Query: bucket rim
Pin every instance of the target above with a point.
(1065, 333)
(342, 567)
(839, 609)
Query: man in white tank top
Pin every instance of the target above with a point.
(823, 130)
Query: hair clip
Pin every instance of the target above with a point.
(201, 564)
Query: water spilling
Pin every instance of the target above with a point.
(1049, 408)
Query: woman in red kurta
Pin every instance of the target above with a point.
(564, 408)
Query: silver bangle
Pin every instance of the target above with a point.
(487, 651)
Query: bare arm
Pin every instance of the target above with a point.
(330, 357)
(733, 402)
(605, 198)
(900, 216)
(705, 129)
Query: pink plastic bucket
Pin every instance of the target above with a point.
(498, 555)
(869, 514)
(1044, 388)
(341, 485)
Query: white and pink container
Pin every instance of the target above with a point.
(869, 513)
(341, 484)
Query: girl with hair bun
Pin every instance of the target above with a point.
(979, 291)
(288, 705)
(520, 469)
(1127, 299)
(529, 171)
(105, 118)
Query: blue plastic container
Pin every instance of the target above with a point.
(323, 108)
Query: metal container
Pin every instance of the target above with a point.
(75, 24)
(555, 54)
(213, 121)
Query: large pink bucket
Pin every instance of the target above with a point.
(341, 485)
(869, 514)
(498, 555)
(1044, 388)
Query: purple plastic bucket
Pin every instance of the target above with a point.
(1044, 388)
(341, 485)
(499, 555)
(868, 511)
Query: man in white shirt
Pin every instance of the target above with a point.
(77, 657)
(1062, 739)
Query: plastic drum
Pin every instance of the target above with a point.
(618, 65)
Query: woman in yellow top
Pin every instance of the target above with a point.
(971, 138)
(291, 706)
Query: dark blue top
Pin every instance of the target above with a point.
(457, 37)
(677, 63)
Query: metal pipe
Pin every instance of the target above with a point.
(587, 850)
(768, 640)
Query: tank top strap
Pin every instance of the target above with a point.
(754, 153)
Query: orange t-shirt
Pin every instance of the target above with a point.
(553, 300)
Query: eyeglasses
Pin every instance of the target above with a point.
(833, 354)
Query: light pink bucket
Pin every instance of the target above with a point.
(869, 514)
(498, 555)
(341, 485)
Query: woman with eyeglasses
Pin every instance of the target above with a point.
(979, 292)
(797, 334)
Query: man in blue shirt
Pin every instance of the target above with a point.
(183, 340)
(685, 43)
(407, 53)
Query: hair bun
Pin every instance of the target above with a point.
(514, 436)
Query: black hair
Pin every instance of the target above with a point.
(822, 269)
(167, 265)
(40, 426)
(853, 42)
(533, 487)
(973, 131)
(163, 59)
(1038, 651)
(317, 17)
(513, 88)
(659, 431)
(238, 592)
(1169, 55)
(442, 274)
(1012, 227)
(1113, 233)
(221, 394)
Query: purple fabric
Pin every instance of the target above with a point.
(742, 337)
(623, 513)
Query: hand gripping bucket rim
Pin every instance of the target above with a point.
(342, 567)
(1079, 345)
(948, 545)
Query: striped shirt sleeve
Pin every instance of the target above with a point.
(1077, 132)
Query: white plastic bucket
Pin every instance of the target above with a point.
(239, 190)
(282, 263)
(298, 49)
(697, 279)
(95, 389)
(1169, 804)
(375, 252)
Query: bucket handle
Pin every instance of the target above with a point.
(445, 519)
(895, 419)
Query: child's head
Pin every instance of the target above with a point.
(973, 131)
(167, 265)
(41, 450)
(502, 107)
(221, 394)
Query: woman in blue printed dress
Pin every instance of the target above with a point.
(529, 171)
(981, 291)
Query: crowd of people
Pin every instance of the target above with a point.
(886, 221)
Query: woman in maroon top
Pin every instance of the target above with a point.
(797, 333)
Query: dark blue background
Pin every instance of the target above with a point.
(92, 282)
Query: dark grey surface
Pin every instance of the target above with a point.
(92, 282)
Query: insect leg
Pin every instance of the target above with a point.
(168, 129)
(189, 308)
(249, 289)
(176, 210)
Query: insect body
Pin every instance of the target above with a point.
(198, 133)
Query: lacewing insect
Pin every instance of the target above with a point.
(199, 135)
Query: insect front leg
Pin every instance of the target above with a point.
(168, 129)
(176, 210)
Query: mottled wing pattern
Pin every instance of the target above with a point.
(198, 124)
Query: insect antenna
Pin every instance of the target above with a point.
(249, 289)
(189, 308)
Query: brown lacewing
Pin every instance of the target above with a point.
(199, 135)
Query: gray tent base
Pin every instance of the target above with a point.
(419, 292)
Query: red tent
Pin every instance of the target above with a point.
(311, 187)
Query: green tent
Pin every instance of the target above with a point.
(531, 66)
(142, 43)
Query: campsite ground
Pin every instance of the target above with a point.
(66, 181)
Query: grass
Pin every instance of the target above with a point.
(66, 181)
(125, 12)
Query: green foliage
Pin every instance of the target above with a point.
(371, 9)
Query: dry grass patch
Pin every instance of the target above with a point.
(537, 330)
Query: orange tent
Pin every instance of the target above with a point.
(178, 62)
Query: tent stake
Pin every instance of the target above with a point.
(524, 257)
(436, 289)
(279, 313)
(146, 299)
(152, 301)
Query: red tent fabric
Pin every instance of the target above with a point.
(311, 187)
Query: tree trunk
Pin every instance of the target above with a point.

● ● ● ● ●

- TASK BRIEF: Copy out all of the rows above word for word.

- ANSWER TO THE PROBLEM:
Query: bucket rim
Pin every instance of the target above with a point.
(1065, 333)
(342, 567)
(839, 609)
Query: man in white tank top
Pin every instance of the target above with a point.
(823, 130)
Query: hair clip
Pin every instance of the target above with a point.
(201, 564)
Query: water spilling
Pin every instance of the target above with a point.
(1049, 408)
Query: woman in red kurta
Pin every instance of the target above with a point.
(564, 408)
Query: silver bangle
Pin every instance of the target above with a point.
(487, 651)
Query: bare arm
Pin every instance of the target above with a point.
(330, 357)
(733, 402)
(605, 198)
(900, 216)
(705, 129)
Query: pink plastic bucket
Pin every instance of the target above with a point.
(498, 555)
(869, 514)
(1044, 388)
(341, 485)
Query: white and pink container
Pin every instance of the target above with a point.
(869, 513)
(341, 484)
Query: girl with hair bun
Pin every instance of the target above with a point.
(979, 291)
(288, 705)
(520, 469)
(1127, 299)
(529, 171)
(105, 118)
Query: blue plastic container
Pin every instance of the target above with a point.
(323, 108)
Query: metal container
Pin every instance of the target above with a point.
(75, 24)
(555, 54)
(213, 121)
Query: large pink bucket
Pin every instance of the target above with a point.
(341, 485)
(869, 514)
(498, 555)
(1044, 388)
Query: purple plastic bucket
Pin every instance of the target above with a point.
(1044, 388)
(341, 485)
(499, 555)
(868, 511)
Query: man in white shirt
Pin every instance of the target above with a point.
(77, 657)
(1062, 739)
Query: plastic drum
Pin every instance of the target above with a point.
(618, 65)
Query: woman in yellow top
Pin every instance of the target above with a point.
(971, 138)
(291, 706)
Query: dark blue top
Pin every instance of the target above with a point.
(457, 37)
(677, 63)
Query: metal pipe
Pin every instance of the target above with a point.
(587, 850)
(768, 640)
Query: tank top strap
Pin every instance of the target above with a point.
(754, 153)
Query: orange t-shirt
Pin every instance of the target above with a point.
(553, 300)
Query: eyeglasses
Pin every instance of the target above with a point.
(833, 354)
Query: light pink bucket
Pin every instance of the target above with a point.
(869, 514)
(498, 555)
(341, 485)
Query: woman with eyeglasses
Pin every instance of the target above with a point.
(979, 292)
(797, 334)
Query: man in blue shirt
Pin every instance of the target above with a point.
(183, 340)
(685, 43)
(407, 53)
Query: hair bun
Pin every instance of the target above with a point.
(514, 436)
Query: black hair
Pin every instance of the target above with a point.
(822, 269)
(167, 265)
(40, 426)
(853, 42)
(533, 487)
(973, 131)
(163, 59)
(1038, 651)
(317, 17)
(513, 88)
(659, 431)
(238, 592)
(1169, 55)
(442, 274)
(1012, 227)
(1113, 233)
(221, 394)
Query: purple fabric
Pin every instance of the target above with a point.
(742, 337)
(623, 513)
Query: hand gripping bucket rim
Pin every instance of the target above with a point.
(342, 567)
(1079, 345)
(948, 545)
Query: striped shirt sleeve
Pin every instance of the target above with a point.
(1077, 132)
Query: white plastic bucket
Pin every instance of the target above with a point.
(239, 190)
(282, 263)
(298, 49)
(697, 279)
(95, 389)
(1169, 804)
(375, 252)
Query: bucket handle
Pin every instance of the target above with a point.
(445, 519)
(895, 419)
Query: child's head
Pin every instance of the target above with a point.
(973, 131)
(167, 265)
(41, 450)
(502, 107)
(221, 394)
Query: woman in blue printed dress
Pin every instance of the target above with a point.
(529, 171)
(981, 291)
Query: crowd of people
Pin every instance of the target above with a point.
(886, 221)
Query: woman in maroon top
Pin every instance of the target above with a point.
(797, 333)
Query: dark blue background
Pin every instance of the target above with a point.
(92, 282)
Query: dark grey surface
Pin every instance of the target above with a point.
(92, 282)
Query: insect leg
Pin every instance of the target above with a point.
(168, 129)
(189, 308)
(249, 289)
(176, 210)
Query: insect body
Pin every instance of the target above with a point.
(198, 133)
Query: lacewing insect
Pin every instance of the target above with a point.
(199, 135)
Query: insect front leg
Pin every instance of the target above with a point.
(168, 129)
(176, 210)
Query: mottled wing pattern
Pin every instance of the target above with a point.
(198, 124)
Query: insect antenna
Pin every instance of the target above with a point.
(249, 289)
(189, 308)
Query: brown lacewing
Pin every instance of the target above with a point.
(199, 135)
Query: gray tent base
Pin every instance of the target above with a point.
(419, 292)
Query: red tent
Pin every instance of the target above with a point.
(311, 187)
Query: green tent
Pin every instance of the target above with a point.
(531, 66)
(142, 43)
Query: campsite ground
Pin every instance of the target above with a point.
(66, 181)
Query: grass
Pin every instance of the target above with a point.
(66, 181)
(125, 12)
Query: green foliage
Pin every instance of the target above with a point.
(371, 9)
Query: dry grass patch
Pin every instance of the target above with a point.
(537, 330)
Query: orange tent
Pin every instance of the target above with a point.
(178, 62)
Query: tent stake
Pin every instance of the target above with a point.
(524, 257)
(436, 289)
(279, 313)
(146, 299)
(152, 301)
Query: red tent fabric
Pin every instance of the target above with a point.
(311, 187)
Query: tree trunk
Pin every instance of the target above with a point.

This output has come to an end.